> Task:
Can you copy the stretch from "User information extraction is designed" through "for future interactions." in the guide on automatic user information extraction, switching "conversations" to "chats"?

Automatic User Information Extraction
MUXI includes a powerful automatic user information extraction system that can identify and store important information about users from conversations. This guide explains how the extraction system works and how to configure it in your MUXI applications.
User information extraction is designed with privacy in mind. All extraction is opt-in, anonymous users are excluded by default, and safeguards are in place to protect sensitive information.
Overview
The automatic user information extraction system analyzes conversations between users and agents to identify key facts, preferences, and characteristics. It then stores this information in the user’s context memory, making it available for future interactions.
Key Features
- Zero-effort personalization: Remembers important user information without explicit programming
- Importance scoring: Prioritizes information based on relevance and significance
- Confidence assessment: Evaluates certainty before storing information
- Conflict resolution: Handles updates when new information contradicts existing data
- Privacy controls: Protects user privacy with opt-out mechanisms and anonymous user exclusion
Architecture
The extraction system follows a centralized architecture:
- MemoryExtractor: Core class that analyzes conversations and extracts information
- Orchestrator: Manages the extraction process and coordinates with agents
- Agent: Delegates extraction to its parent Orchestrator
When a user interacts with an agent, the conversation is processed asynchronously to extract important information without impacting response times.
Implementation Details
The extraction process works as follows:
- User sends a message to an agent
- Agent processes and responds to the message
- Agent delegates extraction to the Orchestrator
- Orchestrator processes the conversation asynchronously
- MemoryExtractor analyzes the content to identify key information
- Extracted information is scored for importance and confidence
- Valid information is stored in the user’s context memory
- Future conversations include this information in the agent’s context
Configuration
Basic Setup
Automatic user information extraction is enabled by default in the Orchestrator. You can explicitly configure it as follows:
Declarative way
# app.py
from muxi import muxi
from dotenv import load_dotenv
import os
# Load environment variables
load_dotenv()
# Initialize MUXI with extraction enabled
app = muxi(
buffer_memory=15,
long_term_memory="postgresql://user:pass@localhost/db",
auto_extract_user_info=True, # Enable automatic extraction
config_file="configs/muxi_config.yaml"
)
Programmatic way
import os
from muxi.core.orchestrator import Orchestrator
from muxi.models.providers.openai import OpenAIModel
from muxi.server.memory.buffer import BufferMemory
from muxi.server.memory.long_term import LongTermMemory
# Initialize components
model = OpenAIModel(
api_key=os.getenv("OPENAI_API_KEY"),
model="gpt-4o"
)

(Dataset items)

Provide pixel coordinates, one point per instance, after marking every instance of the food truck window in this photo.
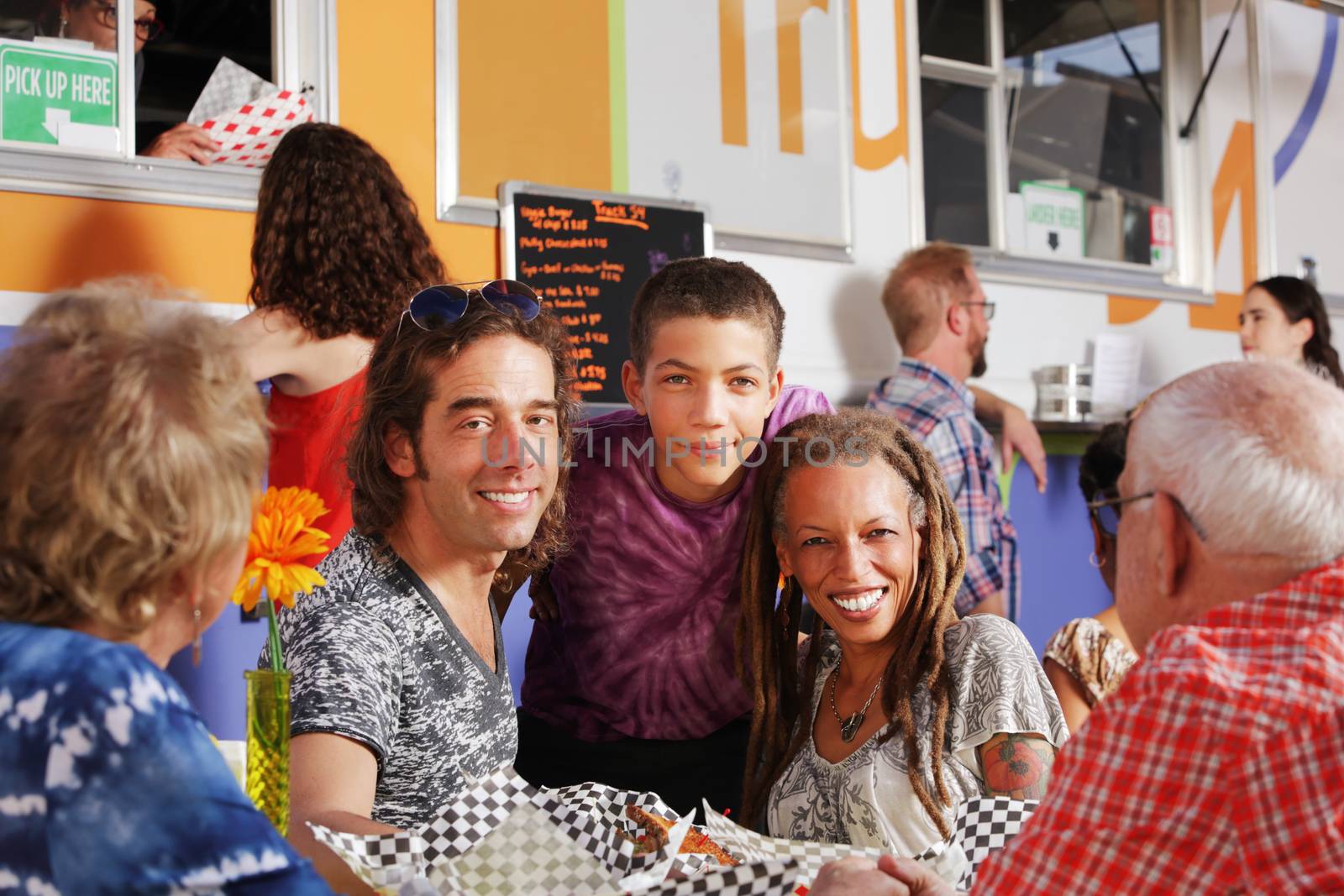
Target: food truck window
(167, 101)
(1077, 101)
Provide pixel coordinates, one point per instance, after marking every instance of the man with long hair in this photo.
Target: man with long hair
(401, 689)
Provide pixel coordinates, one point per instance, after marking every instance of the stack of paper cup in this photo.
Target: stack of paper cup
(1063, 392)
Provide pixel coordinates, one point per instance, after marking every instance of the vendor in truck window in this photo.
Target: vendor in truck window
(96, 22)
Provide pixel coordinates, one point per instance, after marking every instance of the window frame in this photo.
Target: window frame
(1267, 202)
(1191, 275)
(302, 51)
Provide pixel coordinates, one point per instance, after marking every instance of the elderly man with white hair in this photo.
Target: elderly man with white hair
(1220, 763)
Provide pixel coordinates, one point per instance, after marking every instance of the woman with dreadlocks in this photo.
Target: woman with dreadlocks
(898, 712)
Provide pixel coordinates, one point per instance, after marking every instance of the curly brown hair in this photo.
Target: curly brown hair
(338, 242)
(768, 636)
(400, 385)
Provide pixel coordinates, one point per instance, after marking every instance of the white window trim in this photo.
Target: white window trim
(304, 40)
(1191, 278)
(1267, 207)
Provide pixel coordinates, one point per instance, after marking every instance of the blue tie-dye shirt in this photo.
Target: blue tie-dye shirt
(109, 782)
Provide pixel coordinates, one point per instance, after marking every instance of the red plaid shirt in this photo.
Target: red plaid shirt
(1216, 768)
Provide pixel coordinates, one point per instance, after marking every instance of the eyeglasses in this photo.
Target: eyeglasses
(438, 307)
(145, 29)
(988, 307)
(1105, 511)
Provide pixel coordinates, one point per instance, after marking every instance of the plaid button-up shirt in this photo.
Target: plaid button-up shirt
(1216, 768)
(941, 412)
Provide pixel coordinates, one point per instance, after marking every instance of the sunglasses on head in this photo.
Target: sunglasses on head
(438, 307)
(1105, 512)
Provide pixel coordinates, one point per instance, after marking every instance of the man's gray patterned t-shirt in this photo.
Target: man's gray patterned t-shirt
(378, 660)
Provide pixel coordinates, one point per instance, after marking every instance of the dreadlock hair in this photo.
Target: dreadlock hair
(768, 636)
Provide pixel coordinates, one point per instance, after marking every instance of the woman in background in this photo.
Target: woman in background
(338, 251)
(1285, 317)
(96, 22)
(132, 446)
(1089, 658)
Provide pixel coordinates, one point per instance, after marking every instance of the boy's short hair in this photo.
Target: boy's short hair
(921, 288)
(705, 288)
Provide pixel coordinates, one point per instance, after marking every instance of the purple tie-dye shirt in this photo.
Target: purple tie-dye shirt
(644, 647)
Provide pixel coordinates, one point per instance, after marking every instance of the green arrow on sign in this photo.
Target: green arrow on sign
(44, 89)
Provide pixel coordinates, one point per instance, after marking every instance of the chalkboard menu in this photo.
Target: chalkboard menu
(586, 255)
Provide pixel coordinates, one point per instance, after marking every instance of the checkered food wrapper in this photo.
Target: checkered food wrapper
(608, 806)
(228, 87)
(246, 114)
(503, 836)
(944, 859)
(984, 825)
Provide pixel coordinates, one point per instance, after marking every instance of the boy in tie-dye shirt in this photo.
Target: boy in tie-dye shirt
(631, 680)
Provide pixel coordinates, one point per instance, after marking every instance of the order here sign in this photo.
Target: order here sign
(50, 96)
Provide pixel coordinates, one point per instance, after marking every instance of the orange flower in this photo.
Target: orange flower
(281, 537)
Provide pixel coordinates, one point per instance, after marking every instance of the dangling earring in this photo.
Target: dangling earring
(785, 600)
(195, 636)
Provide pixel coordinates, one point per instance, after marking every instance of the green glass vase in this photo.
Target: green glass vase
(268, 745)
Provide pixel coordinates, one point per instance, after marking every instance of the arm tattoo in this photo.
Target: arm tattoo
(1014, 765)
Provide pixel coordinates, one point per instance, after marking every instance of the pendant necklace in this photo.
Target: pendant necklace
(850, 727)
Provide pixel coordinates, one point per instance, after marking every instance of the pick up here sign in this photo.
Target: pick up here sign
(58, 96)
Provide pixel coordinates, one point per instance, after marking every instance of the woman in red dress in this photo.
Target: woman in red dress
(338, 251)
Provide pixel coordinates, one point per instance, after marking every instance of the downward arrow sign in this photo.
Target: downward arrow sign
(55, 117)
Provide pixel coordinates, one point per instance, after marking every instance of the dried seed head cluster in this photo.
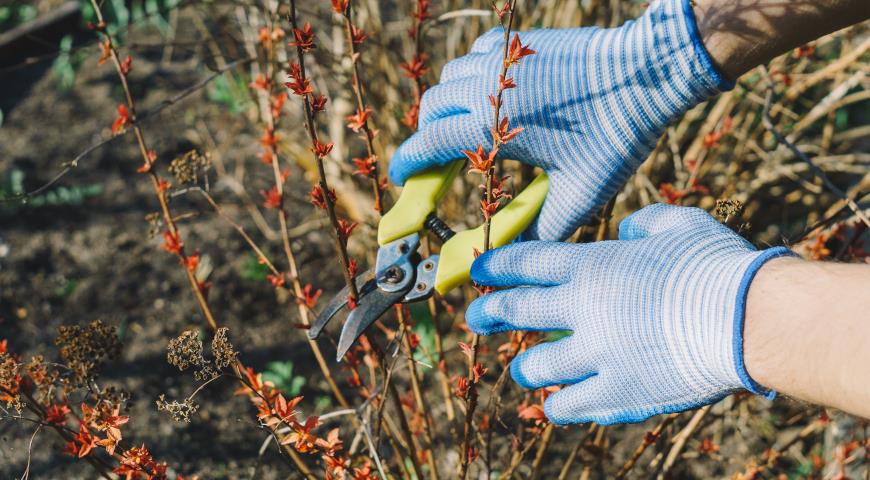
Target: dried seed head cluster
(41, 376)
(180, 411)
(86, 349)
(186, 351)
(9, 382)
(222, 349)
(726, 208)
(189, 166)
(155, 224)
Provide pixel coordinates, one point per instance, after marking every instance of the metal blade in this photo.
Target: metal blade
(365, 284)
(367, 311)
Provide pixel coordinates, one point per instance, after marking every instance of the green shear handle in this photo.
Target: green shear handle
(420, 197)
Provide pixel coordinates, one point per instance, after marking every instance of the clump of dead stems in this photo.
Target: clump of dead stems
(398, 412)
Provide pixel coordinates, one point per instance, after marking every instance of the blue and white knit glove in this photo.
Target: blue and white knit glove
(656, 316)
(593, 103)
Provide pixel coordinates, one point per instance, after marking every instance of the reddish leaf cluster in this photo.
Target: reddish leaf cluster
(358, 120)
(272, 198)
(105, 52)
(321, 149)
(339, 6)
(268, 36)
(277, 281)
(365, 166)
(122, 120)
(275, 411)
(303, 38)
(172, 242)
(317, 199)
(298, 84)
(309, 296)
(517, 51)
(416, 67)
(712, 139)
(127, 65)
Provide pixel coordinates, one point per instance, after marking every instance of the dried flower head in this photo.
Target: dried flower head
(86, 349)
(222, 349)
(186, 351)
(726, 208)
(188, 167)
(9, 382)
(180, 411)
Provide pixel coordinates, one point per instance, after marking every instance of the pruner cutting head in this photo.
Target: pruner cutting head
(401, 275)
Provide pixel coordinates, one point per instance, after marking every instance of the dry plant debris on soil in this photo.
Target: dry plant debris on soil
(176, 211)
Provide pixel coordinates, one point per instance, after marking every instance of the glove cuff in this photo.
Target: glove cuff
(669, 36)
(740, 317)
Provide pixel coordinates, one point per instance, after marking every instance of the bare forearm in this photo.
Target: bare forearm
(807, 332)
(741, 34)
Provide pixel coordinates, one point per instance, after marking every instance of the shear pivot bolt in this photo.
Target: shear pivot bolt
(394, 275)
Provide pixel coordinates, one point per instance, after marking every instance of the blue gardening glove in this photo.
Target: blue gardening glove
(657, 316)
(592, 102)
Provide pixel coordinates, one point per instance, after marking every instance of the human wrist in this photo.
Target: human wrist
(749, 278)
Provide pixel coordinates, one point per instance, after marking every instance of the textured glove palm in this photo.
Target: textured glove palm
(592, 102)
(657, 316)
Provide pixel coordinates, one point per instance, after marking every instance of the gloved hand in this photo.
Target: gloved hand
(657, 316)
(592, 102)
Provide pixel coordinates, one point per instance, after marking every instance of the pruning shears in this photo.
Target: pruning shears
(401, 273)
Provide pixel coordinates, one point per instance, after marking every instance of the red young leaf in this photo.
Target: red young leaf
(303, 38)
(271, 198)
(517, 51)
(172, 243)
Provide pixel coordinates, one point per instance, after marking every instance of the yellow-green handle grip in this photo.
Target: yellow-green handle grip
(418, 199)
(457, 254)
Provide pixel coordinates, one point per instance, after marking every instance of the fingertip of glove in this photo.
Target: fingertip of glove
(479, 269)
(474, 317)
(517, 373)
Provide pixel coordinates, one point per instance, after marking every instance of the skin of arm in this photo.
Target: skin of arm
(807, 323)
(807, 332)
(741, 34)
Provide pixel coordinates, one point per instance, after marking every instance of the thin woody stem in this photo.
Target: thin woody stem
(155, 180)
(419, 398)
(649, 439)
(360, 97)
(296, 283)
(339, 238)
(471, 397)
(167, 214)
(419, 84)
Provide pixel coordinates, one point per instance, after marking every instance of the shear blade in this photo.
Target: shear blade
(369, 308)
(365, 283)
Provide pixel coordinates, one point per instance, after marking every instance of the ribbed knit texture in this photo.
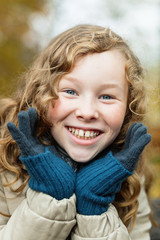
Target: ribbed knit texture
(50, 174)
(136, 140)
(97, 183)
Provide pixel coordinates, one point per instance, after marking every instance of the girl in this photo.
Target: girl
(69, 161)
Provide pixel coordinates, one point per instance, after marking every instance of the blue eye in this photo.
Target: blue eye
(71, 92)
(106, 97)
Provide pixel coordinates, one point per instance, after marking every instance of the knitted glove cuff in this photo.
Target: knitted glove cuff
(97, 184)
(50, 174)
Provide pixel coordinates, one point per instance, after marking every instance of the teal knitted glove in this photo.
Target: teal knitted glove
(48, 173)
(99, 181)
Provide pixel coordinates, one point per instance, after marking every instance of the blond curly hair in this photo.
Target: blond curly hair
(39, 87)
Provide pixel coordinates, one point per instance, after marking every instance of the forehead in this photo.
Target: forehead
(99, 69)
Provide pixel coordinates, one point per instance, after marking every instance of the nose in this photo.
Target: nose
(87, 110)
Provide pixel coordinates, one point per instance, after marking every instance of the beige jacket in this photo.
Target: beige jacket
(37, 216)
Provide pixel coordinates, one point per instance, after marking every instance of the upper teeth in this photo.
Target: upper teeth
(83, 133)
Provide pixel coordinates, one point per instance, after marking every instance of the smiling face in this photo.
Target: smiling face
(90, 110)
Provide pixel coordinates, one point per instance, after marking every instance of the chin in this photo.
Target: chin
(81, 157)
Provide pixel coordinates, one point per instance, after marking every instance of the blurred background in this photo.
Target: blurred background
(26, 27)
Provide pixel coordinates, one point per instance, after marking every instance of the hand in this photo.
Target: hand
(48, 173)
(25, 135)
(136, 140)
(99, 181)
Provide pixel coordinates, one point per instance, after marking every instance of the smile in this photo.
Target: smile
(84, 134)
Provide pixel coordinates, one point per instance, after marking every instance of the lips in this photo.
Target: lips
(84, 133)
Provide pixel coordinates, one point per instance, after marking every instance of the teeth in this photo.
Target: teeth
(83, 134)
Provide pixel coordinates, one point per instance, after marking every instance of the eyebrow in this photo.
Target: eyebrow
(105, 85)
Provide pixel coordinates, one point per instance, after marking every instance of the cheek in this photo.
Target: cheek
(57, 111)
(115, 118)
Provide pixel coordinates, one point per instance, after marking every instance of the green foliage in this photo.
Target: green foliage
(16, 50)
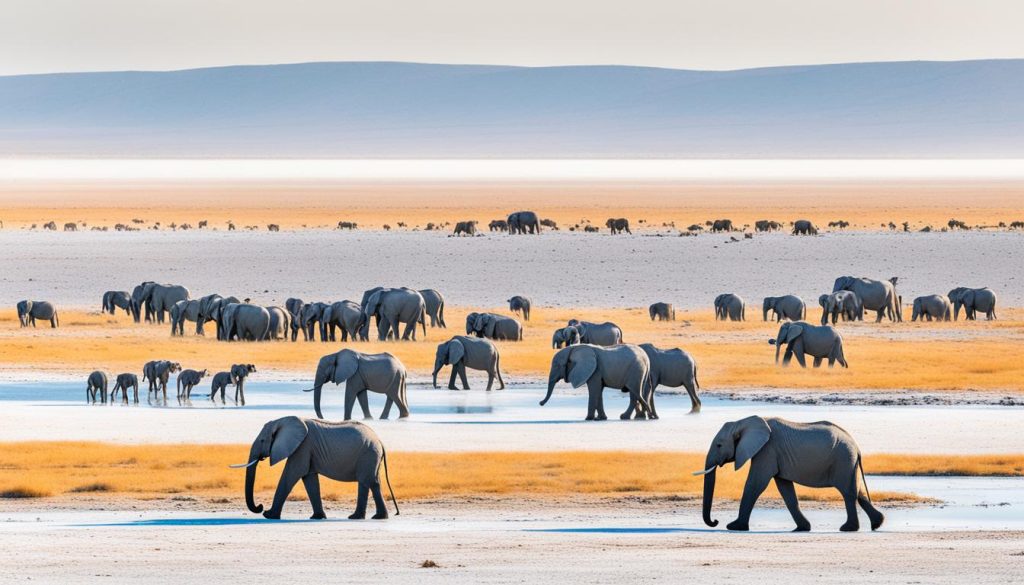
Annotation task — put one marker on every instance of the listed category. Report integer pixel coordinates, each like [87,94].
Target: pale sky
[44,36]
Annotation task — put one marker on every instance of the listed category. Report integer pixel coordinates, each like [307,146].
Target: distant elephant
[841,303]
[463,351]
[520,304]
[117,299]
[434,302]
[340,451]
[360,372]
[523,222]
[786,306]
[879,296]
[623,367]
[123,382]
[617,225]
[819,342]
[662,310]
[96,383]
[804,227]
[30,310]
[673,368]
[606,333]
[934,306]
[815,454]
[729,306]
[973,300]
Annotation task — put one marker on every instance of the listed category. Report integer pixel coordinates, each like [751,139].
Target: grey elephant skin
[463,351]
[879,296]
[800,337]
[785,306]
[30,310]
[931,307]
[973,300]
[624,367]
[339,451]
[673,368]
[816,455]
[361,372]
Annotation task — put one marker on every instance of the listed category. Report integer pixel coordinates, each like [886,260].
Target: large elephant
[434,301]
[673,368]
[973,300]
[800,337]
[463,351]
[785,306]
[520,304]
[816,455]
[340,451]
[30,310]
[841,303]
[879,296]
[375,372]
[523,222]
[623,367]
[729,306]
[662,311]
[934,306]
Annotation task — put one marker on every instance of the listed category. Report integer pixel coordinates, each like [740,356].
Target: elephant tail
[388,482]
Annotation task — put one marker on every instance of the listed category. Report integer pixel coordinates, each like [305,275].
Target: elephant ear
[288,434]
[584,365]
[751,434]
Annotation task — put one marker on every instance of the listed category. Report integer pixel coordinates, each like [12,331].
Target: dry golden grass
[39,469]
[730,356]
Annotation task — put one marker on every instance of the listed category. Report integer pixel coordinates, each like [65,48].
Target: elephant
[340,451]
[523,222]
[520,304]
[673,368]
[819,342]
[117,299]
[344,315]
[879,296]
[933,306]
[845,303]
[804,227]
[462,351]
[30,310]
[786,306]
[624,367]
[617,225]
[815,454]
[96,383]
[434,302]
[181,311]
[494,326]
[247,322]
[729,306]
[123,382]
[606,333]
[187,379]
[973,300]
[158,372]
[375,372]
[663,311]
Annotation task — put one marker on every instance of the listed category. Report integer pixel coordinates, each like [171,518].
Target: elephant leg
[788,494]
[311,483]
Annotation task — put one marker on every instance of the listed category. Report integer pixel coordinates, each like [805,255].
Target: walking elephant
[361,372]
[339,451]
[816,455]
[463,351]
[800,337]
[624,367]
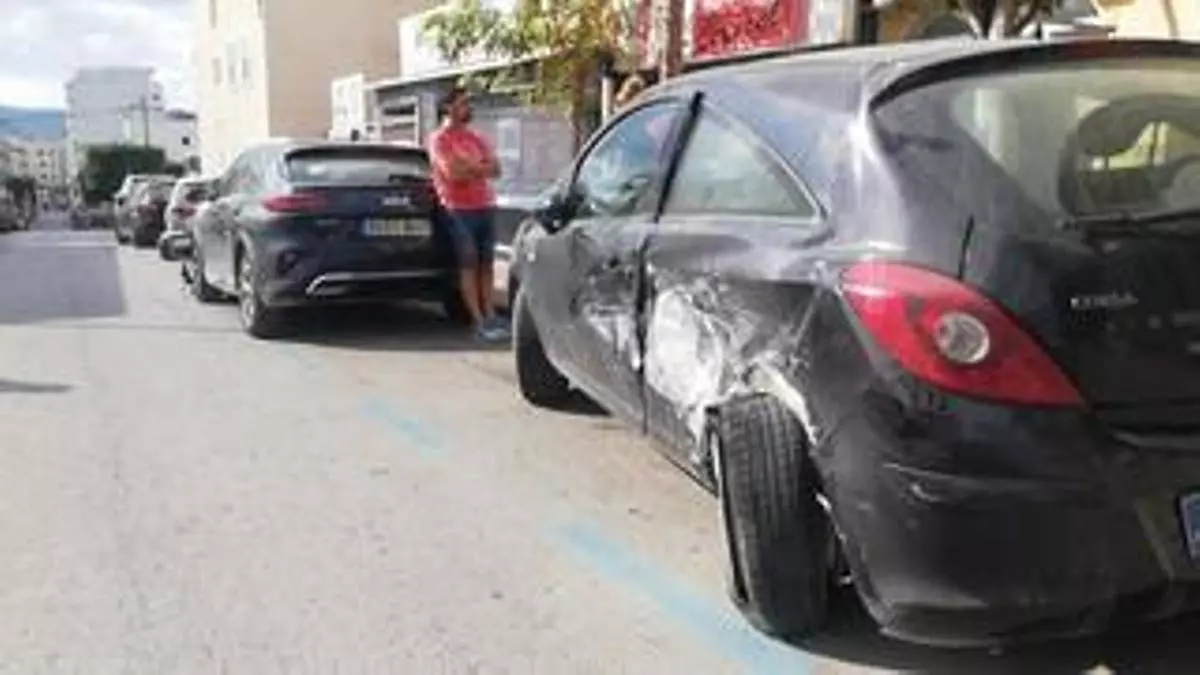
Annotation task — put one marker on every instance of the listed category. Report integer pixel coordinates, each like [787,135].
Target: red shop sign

> Result:
User information extraction is designed with privacy in mind. All extraction is opt-in, anonymous users are excluded by default, and safeguards are in place to protect sensitive information.
Overview
The automatic user information extraction system analyzes chats between users and agents to identify key facts, preferences, and characteristics. It then stores this information in the user’s context memory, making it available for future interactions.